▸ **TASK INSTRUCTIONS**: Select all lines holding the word "white" from the entries that follow.
══════
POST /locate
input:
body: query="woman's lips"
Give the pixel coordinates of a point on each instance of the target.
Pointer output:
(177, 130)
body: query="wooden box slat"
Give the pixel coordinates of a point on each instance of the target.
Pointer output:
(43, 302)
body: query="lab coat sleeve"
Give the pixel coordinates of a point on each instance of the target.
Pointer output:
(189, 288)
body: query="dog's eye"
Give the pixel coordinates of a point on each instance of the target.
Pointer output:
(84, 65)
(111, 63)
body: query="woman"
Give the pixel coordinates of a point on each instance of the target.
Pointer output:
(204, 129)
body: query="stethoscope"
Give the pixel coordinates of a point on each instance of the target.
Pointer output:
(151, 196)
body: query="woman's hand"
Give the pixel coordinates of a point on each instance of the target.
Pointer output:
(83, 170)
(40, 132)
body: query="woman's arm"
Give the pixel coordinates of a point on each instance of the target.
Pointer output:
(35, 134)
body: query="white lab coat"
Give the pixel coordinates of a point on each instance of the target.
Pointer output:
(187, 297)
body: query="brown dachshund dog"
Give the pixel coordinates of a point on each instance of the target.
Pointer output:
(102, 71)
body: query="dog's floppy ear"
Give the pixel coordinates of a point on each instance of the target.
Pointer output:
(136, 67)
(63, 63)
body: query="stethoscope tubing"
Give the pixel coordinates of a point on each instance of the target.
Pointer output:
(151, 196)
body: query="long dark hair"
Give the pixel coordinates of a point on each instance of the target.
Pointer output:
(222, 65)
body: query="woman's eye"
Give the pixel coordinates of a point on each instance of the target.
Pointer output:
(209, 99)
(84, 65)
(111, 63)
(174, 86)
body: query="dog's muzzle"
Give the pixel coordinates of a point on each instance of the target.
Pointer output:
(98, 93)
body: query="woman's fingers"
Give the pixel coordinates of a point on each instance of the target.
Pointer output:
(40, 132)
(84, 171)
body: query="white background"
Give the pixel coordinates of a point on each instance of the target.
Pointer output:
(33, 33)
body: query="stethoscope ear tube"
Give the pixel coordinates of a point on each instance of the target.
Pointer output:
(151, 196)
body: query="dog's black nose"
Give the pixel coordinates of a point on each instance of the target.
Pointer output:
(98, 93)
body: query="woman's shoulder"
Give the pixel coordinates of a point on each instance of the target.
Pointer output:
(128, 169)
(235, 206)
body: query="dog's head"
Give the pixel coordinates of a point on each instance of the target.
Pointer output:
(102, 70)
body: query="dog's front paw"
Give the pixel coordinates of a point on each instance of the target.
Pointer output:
══════
▸ **ANSWER TO THIS EXERCISE**:
body: query="white lab coat"
body: query="white background"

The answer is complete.